Task directions:
Please gather every line in the records below that contains the word "flag", and copy each of those lines in full. Case counts, so copy only the lines whose capital and lowercase letters match.

Supplied entries:
========================================================================

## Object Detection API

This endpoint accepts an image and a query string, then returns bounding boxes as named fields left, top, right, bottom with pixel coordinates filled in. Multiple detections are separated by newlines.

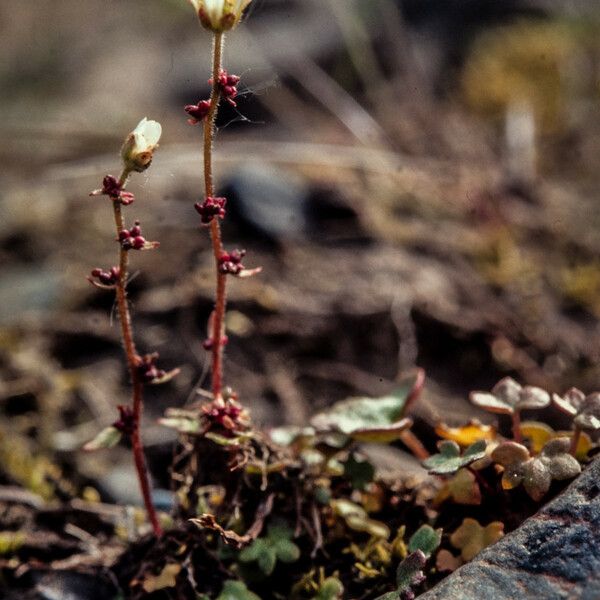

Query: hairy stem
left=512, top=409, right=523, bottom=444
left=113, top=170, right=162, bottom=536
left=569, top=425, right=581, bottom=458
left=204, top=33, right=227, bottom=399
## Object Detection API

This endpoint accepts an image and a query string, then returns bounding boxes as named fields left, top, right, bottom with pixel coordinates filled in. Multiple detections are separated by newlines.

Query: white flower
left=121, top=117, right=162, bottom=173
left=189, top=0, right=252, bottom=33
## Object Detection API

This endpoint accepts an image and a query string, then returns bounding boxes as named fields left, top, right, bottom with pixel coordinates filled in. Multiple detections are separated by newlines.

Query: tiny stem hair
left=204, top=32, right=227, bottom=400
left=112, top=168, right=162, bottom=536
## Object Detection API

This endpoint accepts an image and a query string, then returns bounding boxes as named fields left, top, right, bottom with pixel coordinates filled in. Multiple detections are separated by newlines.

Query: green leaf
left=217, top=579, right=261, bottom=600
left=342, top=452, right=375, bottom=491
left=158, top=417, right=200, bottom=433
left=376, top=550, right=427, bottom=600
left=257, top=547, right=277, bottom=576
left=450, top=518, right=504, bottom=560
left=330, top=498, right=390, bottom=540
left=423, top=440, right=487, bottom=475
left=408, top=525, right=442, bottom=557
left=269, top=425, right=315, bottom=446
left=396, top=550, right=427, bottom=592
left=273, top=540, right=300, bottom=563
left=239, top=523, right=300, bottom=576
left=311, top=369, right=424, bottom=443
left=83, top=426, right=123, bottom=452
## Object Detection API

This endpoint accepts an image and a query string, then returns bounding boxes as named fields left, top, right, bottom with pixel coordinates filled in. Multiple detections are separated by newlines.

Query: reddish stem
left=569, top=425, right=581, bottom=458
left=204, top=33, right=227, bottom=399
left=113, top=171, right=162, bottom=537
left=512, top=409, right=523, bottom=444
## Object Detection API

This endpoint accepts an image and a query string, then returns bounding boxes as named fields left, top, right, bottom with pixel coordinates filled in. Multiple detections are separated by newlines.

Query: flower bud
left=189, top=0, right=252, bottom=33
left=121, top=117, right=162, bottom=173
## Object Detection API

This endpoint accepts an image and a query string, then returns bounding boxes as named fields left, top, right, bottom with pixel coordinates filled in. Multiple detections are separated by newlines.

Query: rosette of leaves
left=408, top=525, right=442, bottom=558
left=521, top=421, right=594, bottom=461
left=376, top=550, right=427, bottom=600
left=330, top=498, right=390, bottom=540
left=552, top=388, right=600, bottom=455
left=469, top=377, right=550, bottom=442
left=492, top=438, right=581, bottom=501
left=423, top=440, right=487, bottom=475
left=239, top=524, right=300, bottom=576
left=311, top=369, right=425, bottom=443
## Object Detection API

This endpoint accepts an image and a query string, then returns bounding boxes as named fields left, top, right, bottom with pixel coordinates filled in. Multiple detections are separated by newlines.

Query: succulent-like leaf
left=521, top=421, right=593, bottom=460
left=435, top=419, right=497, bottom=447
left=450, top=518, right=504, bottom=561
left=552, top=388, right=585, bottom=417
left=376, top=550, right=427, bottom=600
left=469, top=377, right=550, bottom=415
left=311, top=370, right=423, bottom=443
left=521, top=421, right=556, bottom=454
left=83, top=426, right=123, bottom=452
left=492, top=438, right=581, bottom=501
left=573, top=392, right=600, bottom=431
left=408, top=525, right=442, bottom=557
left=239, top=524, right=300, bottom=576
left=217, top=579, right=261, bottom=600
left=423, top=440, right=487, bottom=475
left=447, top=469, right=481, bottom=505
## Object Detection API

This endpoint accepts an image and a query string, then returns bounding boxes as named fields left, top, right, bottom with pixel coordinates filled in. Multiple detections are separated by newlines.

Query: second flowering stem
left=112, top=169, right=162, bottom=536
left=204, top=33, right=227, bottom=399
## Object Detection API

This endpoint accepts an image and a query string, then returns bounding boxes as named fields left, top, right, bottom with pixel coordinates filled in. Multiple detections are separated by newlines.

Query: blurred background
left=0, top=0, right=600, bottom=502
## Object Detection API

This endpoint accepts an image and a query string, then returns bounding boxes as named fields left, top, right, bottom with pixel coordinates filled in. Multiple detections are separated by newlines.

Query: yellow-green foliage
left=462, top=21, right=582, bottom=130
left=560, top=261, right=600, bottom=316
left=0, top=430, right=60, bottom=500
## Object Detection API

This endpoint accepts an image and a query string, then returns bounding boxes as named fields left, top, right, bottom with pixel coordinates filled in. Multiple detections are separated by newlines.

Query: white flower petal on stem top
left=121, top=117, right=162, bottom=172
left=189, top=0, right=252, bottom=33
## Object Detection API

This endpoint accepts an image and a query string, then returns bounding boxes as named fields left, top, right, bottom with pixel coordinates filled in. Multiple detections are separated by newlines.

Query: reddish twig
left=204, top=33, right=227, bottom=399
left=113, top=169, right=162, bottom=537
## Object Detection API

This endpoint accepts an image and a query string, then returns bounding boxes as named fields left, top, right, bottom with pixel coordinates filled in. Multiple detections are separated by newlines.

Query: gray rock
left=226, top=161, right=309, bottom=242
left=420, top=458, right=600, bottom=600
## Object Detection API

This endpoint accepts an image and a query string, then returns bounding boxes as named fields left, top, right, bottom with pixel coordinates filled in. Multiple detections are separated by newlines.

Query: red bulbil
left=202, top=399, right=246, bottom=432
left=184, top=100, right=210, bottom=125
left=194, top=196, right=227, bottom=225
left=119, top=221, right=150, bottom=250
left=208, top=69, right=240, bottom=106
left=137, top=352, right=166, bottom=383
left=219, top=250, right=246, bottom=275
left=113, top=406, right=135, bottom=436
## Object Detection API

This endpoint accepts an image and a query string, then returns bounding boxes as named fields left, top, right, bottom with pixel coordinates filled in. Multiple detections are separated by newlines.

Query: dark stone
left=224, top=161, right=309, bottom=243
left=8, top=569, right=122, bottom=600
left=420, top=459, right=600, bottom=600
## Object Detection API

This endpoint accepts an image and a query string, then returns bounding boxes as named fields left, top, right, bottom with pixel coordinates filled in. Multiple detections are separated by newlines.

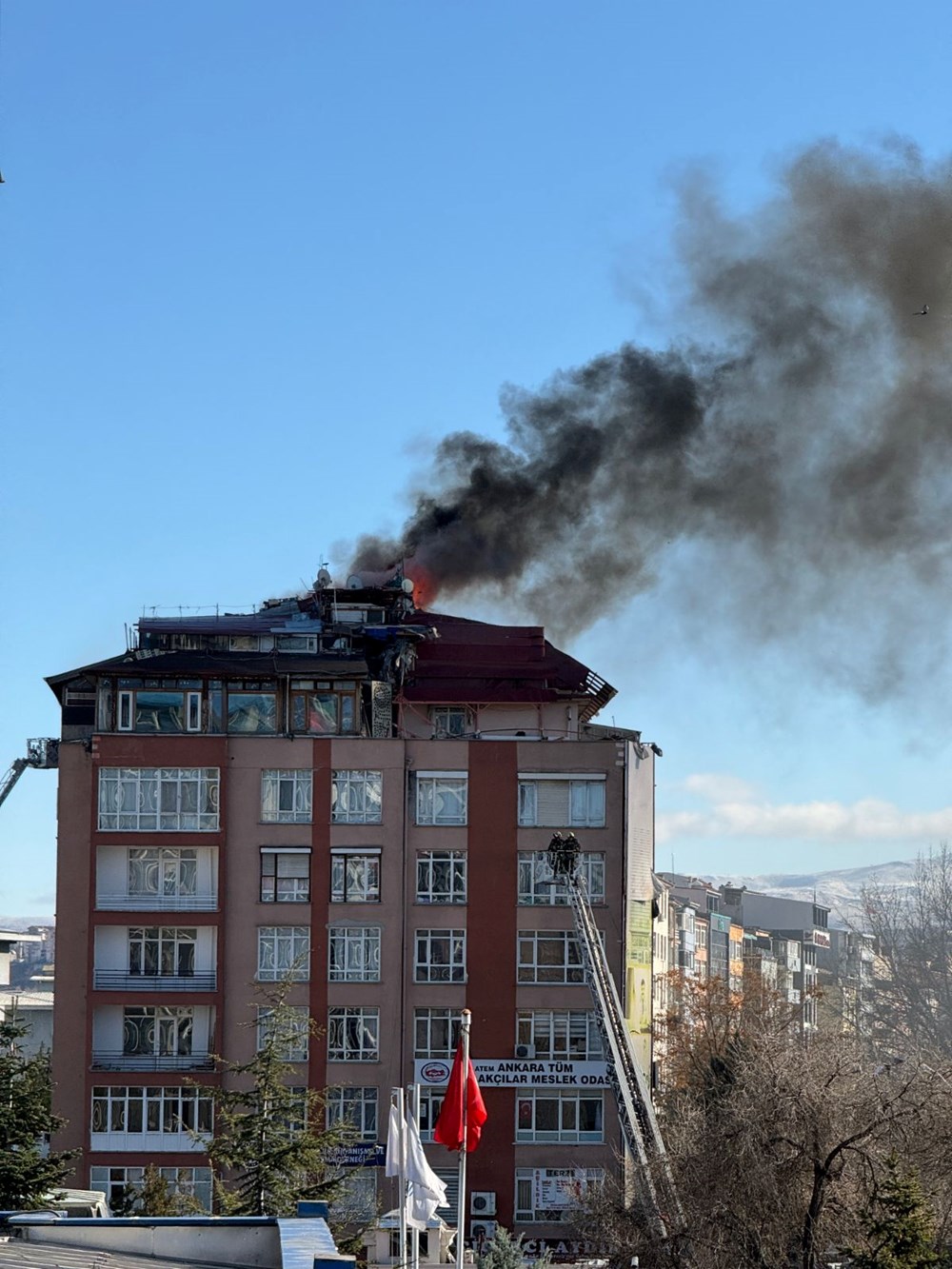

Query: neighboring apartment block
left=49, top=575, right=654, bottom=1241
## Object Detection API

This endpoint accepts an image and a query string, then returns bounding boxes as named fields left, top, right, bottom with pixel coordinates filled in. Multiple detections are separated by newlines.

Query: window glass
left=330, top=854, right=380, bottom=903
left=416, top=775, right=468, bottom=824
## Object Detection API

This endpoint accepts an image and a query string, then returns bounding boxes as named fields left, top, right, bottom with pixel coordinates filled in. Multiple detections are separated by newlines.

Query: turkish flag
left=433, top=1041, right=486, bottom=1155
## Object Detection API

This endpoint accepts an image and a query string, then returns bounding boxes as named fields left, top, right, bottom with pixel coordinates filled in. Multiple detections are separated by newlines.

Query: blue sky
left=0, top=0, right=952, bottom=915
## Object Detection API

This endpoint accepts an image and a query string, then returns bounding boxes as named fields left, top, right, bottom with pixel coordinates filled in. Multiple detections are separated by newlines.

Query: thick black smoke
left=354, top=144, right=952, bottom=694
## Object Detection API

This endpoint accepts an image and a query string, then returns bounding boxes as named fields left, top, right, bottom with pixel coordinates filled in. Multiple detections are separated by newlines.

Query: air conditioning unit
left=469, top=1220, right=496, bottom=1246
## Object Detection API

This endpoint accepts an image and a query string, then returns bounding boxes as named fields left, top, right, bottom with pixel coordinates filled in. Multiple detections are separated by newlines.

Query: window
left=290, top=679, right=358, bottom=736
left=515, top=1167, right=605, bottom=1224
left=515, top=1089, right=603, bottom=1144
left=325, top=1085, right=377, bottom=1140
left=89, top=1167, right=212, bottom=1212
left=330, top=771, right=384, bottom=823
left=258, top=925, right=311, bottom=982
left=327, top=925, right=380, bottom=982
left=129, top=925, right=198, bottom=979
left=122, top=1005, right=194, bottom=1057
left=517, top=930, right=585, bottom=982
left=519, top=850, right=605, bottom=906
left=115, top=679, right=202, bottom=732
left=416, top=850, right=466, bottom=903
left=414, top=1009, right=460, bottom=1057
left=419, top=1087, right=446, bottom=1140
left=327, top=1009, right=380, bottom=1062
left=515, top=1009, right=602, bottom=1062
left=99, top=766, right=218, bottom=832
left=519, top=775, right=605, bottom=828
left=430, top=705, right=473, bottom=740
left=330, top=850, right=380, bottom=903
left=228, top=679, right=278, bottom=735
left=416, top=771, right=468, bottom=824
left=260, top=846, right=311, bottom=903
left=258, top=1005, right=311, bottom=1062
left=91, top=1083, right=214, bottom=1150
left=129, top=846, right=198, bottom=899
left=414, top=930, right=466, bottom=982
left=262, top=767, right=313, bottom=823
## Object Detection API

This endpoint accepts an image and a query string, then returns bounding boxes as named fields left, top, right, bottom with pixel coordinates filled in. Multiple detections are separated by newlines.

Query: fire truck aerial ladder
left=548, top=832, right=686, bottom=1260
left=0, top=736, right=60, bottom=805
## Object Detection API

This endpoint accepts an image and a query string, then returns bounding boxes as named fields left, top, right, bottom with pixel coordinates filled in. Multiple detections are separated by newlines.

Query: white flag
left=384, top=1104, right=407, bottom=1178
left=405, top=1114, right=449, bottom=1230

========================================================================

The answer:
Query: turkish flag
Query: white flag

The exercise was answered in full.